_Istruzioni operative_: Nel testo sull'engagement riportato più sotto, elenca ciò che il leader è in grado di fare secondo l'ultimo paragrafo.

_Brano selezionato_:
....

Are you “engaged”?

Durante un incendio nella foresta, mentre tutti fuggivano, un colibrì volava in senso contrario con una goccia d’acqua nel becco.

– “Cosa credi di fare?”, gli chiese il leone.
– “Vado a spegnere l’incendio!”, rispose il piccolo volatile.
– “Con una goccia d’acqua?”, disse il leone con un sogghigno di irrisione.
Ed il colibrì, proseguendo il volo,rispose: “Io faccio la mia parte!”

Favola africana

Nella lingua inglese to engage, significa impegnarsi, essere coinvolto nel raggiungimento di un obiettivo, di uno scopo oppure all’interno di un’alleanza.

 
Non a caso, nelle comunità anglofone questa parola viene utilizzata nel linguaggio comune per indicare un impegno che due persone prendono e che ha come fine una solida unione che si tradurrà in matrimonio.

Più in generale, questa parola viene utilizzata in maniera diffusa nel marketing digitale, ma sta diventando una parola sempre più utilizzata anche nelle aziende.

Nei contesti aziendali, infatti, la parola engagement si riferisce al coinvolgimento di collaboratori e stakeholders.

Quando collaboriamo o lavoriamo in un contesto organizzativo, molti sono i fattori che determinano il successo di un progetto o dell’azienda stessa. Il coinvolgimento di tutti gli attori coinvolti è uno di quelli che incide maggiormente nella riuscita di intenti ed obiettivi.

Il più delle volte, la capacità di coinvolgere viene attribuita al leader che, in quanto tale, ha l’onere di attrarre a sé il maggior numero di forze e partner per riuscire nello scopo. Il leader rappresenta colui o colei che è in grado di fare da guida, ispirare e motivare le persone che lavorano insieme.

....

(Dati di etichettatura delle coordinate)
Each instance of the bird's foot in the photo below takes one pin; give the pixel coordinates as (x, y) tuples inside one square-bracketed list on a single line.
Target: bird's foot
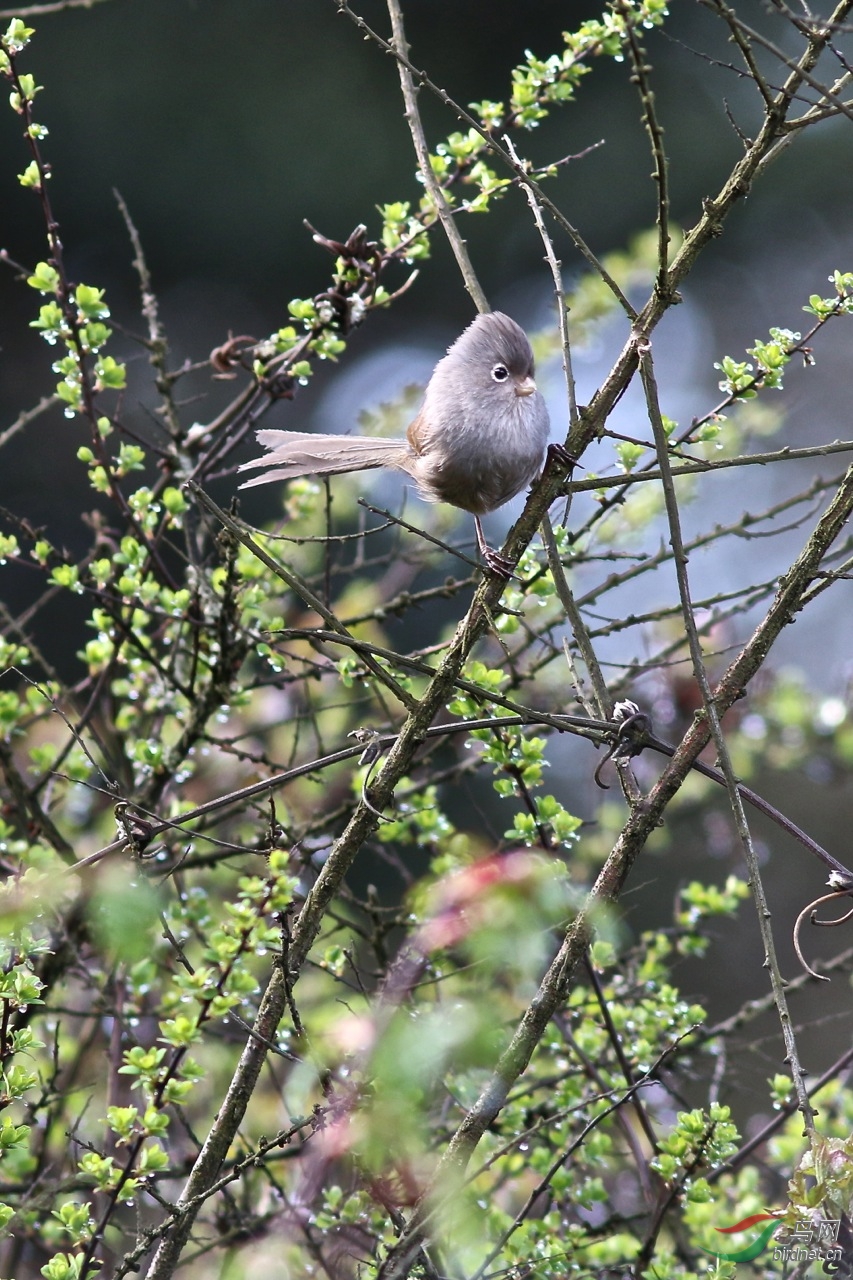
[(498, 563), (561, 455)]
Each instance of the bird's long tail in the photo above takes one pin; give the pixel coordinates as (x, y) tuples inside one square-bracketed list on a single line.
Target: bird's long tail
[(302, 453)]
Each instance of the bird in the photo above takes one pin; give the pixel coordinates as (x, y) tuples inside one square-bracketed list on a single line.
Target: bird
[(478, 439)]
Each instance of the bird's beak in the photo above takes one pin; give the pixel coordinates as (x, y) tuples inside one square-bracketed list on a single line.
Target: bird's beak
[(525, 387)]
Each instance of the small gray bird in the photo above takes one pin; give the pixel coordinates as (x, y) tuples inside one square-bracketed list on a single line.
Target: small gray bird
[(479, 438)]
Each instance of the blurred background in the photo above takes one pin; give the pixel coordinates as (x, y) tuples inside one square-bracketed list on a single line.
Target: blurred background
[(227, 123)]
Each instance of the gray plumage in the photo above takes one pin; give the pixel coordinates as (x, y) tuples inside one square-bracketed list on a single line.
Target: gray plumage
[(478, 439)]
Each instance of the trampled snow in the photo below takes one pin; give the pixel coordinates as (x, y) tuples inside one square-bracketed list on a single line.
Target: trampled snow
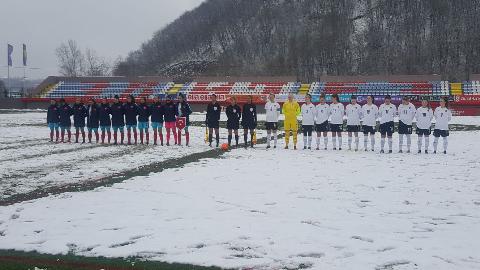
[(270, 209)]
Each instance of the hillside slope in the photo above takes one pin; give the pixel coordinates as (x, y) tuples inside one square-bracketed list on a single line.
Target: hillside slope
[(309, 38)]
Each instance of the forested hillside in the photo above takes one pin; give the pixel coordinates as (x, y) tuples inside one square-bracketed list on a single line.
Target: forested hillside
[(311, 38)]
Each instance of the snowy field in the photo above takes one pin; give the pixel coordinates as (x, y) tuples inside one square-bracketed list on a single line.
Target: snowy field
[(252, 208)]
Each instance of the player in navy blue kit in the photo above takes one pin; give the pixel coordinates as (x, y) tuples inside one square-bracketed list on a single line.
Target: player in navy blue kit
[(143, 120), (105, 121), (65, 121), (170, 116), (131, 112), (183, 110), (53, 120), (249, 121), (79, 115), (157, 111), (118, 119), (212, 120), (93, 120)]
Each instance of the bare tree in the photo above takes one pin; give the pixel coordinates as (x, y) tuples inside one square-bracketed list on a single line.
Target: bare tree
[(95, 65), (70, 59)]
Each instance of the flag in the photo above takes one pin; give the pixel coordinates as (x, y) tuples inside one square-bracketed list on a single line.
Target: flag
[(9, 55), (24, 55)]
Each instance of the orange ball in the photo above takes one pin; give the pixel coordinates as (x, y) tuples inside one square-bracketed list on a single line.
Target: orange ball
[(225, 146)]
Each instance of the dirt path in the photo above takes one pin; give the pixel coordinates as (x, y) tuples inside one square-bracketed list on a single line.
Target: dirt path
[(115, 178)]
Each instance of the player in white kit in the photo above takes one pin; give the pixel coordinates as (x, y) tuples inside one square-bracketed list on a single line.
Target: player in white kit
[(387, 113), (424, 116), (369, 122), (337, 111), (308, 121), (273, 112), (442, 116), (321, 121), (354, 114), (406, 113)]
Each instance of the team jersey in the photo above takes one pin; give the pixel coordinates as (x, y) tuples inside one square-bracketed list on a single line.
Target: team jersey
[(387, 113), (424, 117), (273, 111), (354, 113), (308, 114), (337, 111), (369, 115), (442, 117), (322, 113), (406, 113), (291, 110)]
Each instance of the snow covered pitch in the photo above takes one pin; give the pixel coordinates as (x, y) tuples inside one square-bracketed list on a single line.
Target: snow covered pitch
[(253, 208)]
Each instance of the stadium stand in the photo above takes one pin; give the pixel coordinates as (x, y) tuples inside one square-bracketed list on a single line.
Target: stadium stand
[(146, 89)]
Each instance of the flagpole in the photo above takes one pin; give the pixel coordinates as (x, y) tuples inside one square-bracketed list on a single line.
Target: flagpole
[(8, 78)]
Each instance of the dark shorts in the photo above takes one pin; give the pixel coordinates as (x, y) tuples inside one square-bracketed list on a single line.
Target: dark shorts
[(323, 127), (233, 125), (440, 133), (215, 124), (271, 126), (249, 126), (336, 127), (307, 130), (404, 129), (368, 129), (353, 128), (423, 132), (387, 129)]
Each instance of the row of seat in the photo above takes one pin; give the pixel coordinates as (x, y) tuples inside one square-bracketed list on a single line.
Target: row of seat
[(145, 89)]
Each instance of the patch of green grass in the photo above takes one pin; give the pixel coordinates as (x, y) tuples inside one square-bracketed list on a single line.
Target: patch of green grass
[(18, 260)]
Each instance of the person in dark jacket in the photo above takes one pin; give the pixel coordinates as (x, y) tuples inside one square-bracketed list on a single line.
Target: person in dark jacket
[(104, 117), (157, 111), (183, 110), (93, 119), (118, 119), (170, 117), (249, 120), (234, 114), (131, 112), (53, 120), (143, 119), (65, 112), (212, 120), (79, 115)]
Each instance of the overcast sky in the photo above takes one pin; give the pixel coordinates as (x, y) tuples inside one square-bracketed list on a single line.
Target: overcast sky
[(111, 27)]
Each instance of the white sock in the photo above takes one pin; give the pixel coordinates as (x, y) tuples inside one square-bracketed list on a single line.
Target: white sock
[(400, 142), (409, 142), (435, 144)]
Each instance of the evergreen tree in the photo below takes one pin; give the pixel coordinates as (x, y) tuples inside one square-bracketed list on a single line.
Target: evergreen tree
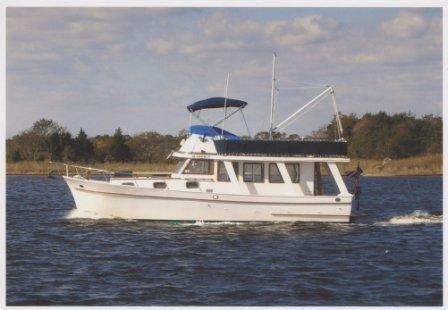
[(82, 147), (119, 150)]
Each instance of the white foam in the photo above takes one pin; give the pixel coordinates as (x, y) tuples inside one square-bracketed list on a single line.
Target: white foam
[(415, 218), (202, 223), (84, 214)]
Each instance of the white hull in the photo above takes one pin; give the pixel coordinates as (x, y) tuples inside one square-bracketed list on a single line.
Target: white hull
[(105, 200)]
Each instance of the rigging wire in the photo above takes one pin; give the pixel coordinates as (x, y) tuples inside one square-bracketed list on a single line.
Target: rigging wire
[(247, 127)]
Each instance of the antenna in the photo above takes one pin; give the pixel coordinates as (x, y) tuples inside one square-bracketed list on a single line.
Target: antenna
[(225, 103), (273, 90)]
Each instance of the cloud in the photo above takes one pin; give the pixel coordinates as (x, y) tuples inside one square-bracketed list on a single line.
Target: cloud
[(136, 64), (301, 30), (160, 46), (405, 25)]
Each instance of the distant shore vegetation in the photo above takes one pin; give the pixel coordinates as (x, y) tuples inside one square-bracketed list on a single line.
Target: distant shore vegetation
[(372, 136)]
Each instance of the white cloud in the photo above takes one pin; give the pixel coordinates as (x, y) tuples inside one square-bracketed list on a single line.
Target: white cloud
[(126, 60), (405, 25), (301, 30), (160, 46)]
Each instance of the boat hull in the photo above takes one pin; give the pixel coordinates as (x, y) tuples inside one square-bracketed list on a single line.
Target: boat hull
[(105, 200)]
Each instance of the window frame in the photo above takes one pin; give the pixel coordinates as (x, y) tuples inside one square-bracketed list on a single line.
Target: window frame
[(280, 181), (210, 167), (293, 180), (252, 172), (235, 169)]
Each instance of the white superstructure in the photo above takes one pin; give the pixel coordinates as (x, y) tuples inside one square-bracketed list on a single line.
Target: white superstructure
[(221, 177)]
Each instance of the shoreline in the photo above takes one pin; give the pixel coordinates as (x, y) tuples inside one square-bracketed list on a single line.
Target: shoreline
[(427, 165), (39, 174)]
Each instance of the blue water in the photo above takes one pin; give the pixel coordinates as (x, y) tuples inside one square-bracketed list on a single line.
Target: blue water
[(392, 254)]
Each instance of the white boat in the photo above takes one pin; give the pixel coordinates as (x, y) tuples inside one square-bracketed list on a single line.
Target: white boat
[(221, 177)]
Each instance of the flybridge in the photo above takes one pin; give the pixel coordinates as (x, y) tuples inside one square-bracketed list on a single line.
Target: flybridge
[(281, 148)]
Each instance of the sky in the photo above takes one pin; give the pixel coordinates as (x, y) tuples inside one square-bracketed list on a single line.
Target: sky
[(138, 68)]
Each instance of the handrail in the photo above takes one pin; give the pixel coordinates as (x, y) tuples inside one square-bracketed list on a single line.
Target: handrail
[(76, 167)]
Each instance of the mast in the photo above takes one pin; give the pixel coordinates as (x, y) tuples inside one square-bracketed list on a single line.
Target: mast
[(225, 103), (273, 90)]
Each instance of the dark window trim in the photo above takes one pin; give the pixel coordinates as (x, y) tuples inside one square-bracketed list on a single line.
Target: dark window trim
[(235, 169), (252, 174), (279, 173), (291, 164), (210, 167)]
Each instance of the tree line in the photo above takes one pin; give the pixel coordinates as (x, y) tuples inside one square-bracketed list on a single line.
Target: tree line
[(377, 135)]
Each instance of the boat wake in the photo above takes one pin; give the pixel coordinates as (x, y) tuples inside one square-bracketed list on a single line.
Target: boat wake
[(417, 217), (84, 214), (202, 223)]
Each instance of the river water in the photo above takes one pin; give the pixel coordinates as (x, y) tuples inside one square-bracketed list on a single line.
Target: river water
[(392, 254)]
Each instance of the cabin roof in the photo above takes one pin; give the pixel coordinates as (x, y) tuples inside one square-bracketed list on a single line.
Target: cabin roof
[(281, 148), (212, 131)]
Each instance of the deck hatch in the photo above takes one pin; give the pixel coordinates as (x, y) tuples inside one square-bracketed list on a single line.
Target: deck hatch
[(281, 148)]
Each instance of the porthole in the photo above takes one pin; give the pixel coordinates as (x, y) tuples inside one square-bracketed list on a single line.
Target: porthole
[(192, 184), (159, 185)]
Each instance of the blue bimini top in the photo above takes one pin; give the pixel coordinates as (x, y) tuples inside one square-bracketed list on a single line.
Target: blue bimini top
[(211, 131), (216, 102)]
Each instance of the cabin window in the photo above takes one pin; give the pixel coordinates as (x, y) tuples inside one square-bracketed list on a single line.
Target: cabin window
[(199, 166), (274, 174), (222, 171), (294, 172), (253, 172), (192, 184), (179, 165), (159, 185)]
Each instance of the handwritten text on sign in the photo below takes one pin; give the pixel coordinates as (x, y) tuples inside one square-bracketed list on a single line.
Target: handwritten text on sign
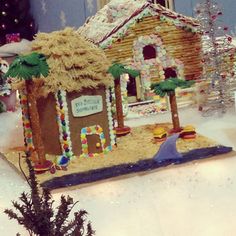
[(86, 105)]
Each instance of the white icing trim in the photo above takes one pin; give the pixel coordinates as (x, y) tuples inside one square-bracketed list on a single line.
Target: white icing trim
[(110, 120), (67, 126)]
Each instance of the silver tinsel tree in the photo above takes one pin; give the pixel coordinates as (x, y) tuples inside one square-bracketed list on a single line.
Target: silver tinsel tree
[(217, 58)]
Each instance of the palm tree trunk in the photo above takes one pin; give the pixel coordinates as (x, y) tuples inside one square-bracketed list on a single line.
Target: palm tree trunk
[(34, 122), (174, 112), (119, 108)]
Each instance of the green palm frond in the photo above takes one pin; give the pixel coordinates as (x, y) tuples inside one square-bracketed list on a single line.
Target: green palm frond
[(168, 85), (28, 66)]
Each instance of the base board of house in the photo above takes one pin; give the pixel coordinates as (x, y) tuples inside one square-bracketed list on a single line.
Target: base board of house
[(124, 161)]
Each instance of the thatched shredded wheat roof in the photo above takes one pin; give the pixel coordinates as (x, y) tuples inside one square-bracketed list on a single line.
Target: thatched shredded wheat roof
[(74, 62)]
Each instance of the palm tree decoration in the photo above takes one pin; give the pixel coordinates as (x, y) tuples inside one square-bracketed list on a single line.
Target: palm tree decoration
[(116, 70), (168, 87), (26, 68)]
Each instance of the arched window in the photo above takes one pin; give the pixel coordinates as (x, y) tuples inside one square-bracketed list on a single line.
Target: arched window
[(149, 52), (170, 72)]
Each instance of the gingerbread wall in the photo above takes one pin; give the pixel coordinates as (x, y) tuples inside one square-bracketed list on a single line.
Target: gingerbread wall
[(179, 44), (77, 123), (49, 126), (50, 130)]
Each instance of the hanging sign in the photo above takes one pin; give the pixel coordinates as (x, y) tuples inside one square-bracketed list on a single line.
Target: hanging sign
[(86, 105)]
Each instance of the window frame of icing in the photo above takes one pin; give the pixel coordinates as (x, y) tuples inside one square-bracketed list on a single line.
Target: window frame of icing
[(168, 3), (91, 130)]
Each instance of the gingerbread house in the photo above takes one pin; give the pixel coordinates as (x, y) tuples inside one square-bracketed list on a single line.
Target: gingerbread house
[(74, 100), (148, 37)]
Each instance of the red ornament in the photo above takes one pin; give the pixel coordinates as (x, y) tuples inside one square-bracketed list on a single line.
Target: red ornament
[(12, 38), (229, 39)]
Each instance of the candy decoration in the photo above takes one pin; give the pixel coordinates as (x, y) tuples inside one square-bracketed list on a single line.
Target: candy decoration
[(110, 120), (64, 130)]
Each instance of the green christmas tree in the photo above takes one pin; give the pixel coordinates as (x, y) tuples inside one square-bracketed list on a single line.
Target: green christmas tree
[(36, 213), (15, 17)]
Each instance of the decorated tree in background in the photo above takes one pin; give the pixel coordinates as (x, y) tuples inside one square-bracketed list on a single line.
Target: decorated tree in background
[(217, 58), (36, 213), (15, 18), (167, 87), (116, 70), (29, 68)]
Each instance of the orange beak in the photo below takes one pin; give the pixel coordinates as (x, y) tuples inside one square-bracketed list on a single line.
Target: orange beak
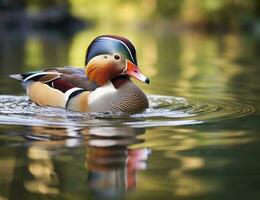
[(132, 70)]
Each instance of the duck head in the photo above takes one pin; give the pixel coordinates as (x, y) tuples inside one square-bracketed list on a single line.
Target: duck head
[(109, 57)]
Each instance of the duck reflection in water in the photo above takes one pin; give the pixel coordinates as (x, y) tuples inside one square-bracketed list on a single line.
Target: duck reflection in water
[(111, 161)]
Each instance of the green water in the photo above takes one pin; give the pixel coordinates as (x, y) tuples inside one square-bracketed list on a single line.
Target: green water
[(198, 140)]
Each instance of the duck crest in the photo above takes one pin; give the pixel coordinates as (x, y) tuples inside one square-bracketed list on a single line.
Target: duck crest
[(111, 44)]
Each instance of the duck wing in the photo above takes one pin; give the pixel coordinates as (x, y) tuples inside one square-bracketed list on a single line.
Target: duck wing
[(61, 78)]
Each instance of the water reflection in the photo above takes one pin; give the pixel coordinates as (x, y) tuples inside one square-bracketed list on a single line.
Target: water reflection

....

_Soluzione completa_:
- fare da guida
- ispirare le persone che lavorano insieme
- motivare le persone che lavorano insieme